## begin Page extract

I’ve found these sites to be more reliable than local media (in particular Atlanta sports radio) in analyzing playoff possibilities. For a couple weeks now it’s been clear, for example, that Dallas pretty much has to win its division to have any playoff chances at all, while the Atlanta airwaves have been talking about how Atlanta’s wild card chances run through (among other teams) Dallas. Uh, no they don’t. These sites, my radio friends, are more clued in than you.

After thinking through the previous post on this board, the flurry of activity related to ESPN’s total quarterback rating, and further, after thinking through the notion of a meaningful 0 to 100 point stat (consider a fractional probability multiplied by 100), it hit me that with so many stats now based on an average, what is that average itself based on? If it is one season, then such a stat is only entirely meaningful for that season. If it’s more than one season, then for any particular season, that stat is not guaranteed to average to, say, 0 in the case of DVOA, or 50 in the case of ESPN’s QBR. And then it struck me, a comment from Chapter 11 of “The Hidden Game of Football“, that one reason the NFL chose the QB rankings system they did is that it is independent of the stats of other players, and that it applies regardless which season is analyzed. That isn’t true of Football Outsider’s DVOA, or ESPN’s QBR. They are relative stats and thus dependent on the definition of average used. And they only make sense and are only rationally defined for the data set over which the average is taken.

Modern relative stats are, in other words, lousy tools for comparing data from 1934 to 2004. NFL’s QBR can do that. Further issues with the “modern” stats are their complex nature, and often proprietary nature. Not only can’t they be calculated by pen and paper, the formulas are often hidden, as meaningful as the “secret formulas” in laundry detergent. If source code were published, as in Jack Dongarra’s LINPACK code, then independent verification of the formulas would be possible. That’s not possible with a proprietary code base.

## end Page extract
## begin Data shown

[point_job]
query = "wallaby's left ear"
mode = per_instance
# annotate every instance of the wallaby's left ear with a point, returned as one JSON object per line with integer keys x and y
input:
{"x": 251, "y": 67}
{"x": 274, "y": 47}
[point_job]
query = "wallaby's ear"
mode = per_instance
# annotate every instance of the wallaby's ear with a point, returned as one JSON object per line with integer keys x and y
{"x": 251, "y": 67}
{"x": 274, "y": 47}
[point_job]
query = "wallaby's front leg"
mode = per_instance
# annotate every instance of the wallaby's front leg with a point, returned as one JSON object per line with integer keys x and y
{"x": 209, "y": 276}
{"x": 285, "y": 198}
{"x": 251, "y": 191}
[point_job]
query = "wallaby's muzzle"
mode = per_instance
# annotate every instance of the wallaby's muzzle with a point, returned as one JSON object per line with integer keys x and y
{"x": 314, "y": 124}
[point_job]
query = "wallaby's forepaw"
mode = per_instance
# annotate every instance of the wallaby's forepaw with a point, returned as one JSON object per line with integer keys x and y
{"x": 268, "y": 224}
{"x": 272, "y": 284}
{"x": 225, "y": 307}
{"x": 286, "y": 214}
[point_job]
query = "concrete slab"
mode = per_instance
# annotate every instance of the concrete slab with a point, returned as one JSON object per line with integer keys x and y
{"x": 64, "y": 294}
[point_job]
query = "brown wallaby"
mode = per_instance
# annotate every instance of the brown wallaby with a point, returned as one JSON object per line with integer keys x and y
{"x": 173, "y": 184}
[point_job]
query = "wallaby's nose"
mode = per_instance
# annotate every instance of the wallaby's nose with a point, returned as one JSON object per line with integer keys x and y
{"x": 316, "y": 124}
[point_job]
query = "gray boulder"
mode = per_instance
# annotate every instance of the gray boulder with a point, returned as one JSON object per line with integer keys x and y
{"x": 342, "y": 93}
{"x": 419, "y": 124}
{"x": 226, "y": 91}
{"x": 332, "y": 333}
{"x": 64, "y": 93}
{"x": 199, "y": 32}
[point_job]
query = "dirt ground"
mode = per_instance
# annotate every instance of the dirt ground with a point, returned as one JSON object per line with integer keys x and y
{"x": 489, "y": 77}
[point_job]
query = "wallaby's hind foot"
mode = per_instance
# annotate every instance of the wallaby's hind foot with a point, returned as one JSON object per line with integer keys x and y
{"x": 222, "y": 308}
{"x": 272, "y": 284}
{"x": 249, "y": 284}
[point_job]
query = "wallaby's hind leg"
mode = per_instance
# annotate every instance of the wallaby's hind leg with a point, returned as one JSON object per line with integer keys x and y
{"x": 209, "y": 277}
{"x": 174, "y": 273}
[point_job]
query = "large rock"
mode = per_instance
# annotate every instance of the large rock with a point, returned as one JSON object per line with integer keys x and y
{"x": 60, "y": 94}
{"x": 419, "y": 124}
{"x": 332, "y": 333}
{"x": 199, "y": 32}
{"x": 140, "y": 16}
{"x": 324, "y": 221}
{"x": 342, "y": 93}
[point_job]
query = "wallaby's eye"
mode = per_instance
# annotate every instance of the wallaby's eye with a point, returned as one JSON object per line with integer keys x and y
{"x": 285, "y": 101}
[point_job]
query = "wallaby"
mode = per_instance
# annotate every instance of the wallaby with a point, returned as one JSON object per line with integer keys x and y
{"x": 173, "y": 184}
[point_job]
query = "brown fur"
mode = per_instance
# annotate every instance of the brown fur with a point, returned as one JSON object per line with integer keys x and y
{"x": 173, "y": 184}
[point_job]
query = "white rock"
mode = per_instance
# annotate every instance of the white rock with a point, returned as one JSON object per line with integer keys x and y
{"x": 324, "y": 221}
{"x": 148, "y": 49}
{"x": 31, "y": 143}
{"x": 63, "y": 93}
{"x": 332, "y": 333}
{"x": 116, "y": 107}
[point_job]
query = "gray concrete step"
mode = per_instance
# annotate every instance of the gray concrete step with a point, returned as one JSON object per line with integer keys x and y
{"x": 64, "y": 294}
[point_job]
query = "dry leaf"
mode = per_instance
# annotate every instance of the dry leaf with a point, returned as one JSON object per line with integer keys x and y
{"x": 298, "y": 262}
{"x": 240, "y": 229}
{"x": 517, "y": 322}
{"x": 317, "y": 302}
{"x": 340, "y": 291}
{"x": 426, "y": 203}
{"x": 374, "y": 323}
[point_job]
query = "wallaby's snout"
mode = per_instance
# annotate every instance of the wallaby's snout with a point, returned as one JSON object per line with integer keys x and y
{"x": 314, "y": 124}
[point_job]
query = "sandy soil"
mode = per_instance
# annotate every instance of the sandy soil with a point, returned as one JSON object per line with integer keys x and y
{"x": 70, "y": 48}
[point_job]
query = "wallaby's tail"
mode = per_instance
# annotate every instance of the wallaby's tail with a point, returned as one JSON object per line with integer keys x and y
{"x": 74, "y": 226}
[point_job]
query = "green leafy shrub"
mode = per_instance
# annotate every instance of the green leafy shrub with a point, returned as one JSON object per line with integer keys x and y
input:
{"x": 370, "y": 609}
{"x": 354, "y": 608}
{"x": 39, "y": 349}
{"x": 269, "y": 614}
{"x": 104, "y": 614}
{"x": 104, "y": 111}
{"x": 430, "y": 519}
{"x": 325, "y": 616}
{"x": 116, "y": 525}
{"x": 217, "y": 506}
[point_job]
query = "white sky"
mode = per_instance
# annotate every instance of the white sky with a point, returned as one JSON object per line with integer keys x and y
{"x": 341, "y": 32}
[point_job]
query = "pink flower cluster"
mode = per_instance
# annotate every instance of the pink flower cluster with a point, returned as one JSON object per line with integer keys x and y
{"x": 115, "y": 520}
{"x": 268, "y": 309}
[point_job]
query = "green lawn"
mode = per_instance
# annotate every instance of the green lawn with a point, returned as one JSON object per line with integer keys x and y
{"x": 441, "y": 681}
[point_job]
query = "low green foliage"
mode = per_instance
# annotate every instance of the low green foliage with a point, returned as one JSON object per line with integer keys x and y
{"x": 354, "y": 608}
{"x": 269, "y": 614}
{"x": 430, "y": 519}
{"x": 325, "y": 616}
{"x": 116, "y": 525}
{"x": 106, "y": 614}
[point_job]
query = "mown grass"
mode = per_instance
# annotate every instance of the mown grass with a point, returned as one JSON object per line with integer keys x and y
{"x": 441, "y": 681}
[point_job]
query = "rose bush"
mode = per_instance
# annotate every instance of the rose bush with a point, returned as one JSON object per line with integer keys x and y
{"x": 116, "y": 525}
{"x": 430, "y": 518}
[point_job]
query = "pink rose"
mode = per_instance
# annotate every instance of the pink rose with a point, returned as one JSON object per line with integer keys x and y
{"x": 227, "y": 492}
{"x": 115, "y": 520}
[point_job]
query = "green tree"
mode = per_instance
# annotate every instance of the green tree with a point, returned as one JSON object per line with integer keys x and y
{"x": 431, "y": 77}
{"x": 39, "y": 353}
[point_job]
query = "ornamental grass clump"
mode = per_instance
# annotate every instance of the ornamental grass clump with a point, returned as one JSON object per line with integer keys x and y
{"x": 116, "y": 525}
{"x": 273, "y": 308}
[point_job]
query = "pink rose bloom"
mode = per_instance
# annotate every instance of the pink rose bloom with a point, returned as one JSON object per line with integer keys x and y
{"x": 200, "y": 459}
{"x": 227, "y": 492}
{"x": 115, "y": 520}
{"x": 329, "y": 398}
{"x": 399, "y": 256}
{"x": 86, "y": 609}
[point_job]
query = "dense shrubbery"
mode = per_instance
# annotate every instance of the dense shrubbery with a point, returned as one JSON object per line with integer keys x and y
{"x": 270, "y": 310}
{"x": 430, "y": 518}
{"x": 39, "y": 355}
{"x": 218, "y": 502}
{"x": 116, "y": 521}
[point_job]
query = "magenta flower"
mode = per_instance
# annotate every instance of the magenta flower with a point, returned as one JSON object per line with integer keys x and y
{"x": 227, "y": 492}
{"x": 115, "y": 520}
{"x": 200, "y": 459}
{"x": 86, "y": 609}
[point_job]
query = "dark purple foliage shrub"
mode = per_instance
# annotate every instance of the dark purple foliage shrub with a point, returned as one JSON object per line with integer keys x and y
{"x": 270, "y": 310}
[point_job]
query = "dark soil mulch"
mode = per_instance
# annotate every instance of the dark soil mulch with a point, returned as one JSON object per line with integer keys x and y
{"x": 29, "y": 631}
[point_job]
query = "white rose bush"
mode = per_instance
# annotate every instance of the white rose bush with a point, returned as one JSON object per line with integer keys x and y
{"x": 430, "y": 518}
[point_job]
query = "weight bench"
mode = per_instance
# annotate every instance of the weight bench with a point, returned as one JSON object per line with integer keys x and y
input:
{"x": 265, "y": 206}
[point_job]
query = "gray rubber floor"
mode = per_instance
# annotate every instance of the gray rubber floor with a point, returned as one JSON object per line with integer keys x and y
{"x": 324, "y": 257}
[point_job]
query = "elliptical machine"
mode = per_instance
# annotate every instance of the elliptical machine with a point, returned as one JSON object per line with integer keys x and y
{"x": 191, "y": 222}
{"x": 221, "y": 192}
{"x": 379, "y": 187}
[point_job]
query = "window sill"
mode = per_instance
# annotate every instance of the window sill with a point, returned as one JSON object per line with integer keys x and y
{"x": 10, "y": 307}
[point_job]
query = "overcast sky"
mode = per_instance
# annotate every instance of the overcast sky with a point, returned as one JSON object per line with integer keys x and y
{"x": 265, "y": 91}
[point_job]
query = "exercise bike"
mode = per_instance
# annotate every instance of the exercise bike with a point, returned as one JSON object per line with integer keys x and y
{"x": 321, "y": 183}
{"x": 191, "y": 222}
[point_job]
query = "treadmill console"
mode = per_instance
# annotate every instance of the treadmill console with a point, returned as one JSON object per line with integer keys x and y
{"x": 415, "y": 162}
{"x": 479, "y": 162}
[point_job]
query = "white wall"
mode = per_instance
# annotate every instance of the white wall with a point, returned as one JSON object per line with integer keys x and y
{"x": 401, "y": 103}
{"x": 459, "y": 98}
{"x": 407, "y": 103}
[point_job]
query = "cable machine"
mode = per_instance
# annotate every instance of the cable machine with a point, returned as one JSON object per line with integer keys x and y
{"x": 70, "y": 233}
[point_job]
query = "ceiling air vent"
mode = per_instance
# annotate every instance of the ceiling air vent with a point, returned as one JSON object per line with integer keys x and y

## end Data shown

- _Directive 1_: Render this sentence from the football statistics post into Spanish: "Modern relative stats are, in other words, lousy tools for comparing data from 1934 to 2004."
- _Directive 2_: Carry the football statistics post forward from its final sentence, in the same voice.

- _Right answer 1_: Las estadísticas relativas modernas son, en otras palabras, herramientas pésimas para comparar datos de 1934 con los de 2004.

- _Right answer 2_:
Proprietary formulas strike me as a street magician’s trick, a throwback to a time when mathematicians were just beginning to understand how to solve various polynomials and so the solution techniques were held in secret. On-the-street demonstrations of problem solving skill were part and parcel of a magician’s mathemetician’s repetoire. And I don’t think we’ll see it going away anytime soon so long as people can convince others to buy books full of situationally dependent average bound proprietary stats.

Final comment: the old NFL formula is one that is linear in rates. In other words, the NFL passer rating is a linear combination of things like completion rate, yardage rate, td rate, and interception rate. Other similar formulas, stateless formulas, formulas not bound to play by play but calculable by pen and paper from a box score of games, are also in general, linear combinations of rates (often adding sack rate), and could all be generalized into the form.

Value = SUM( constant term * rate term ) + general constant.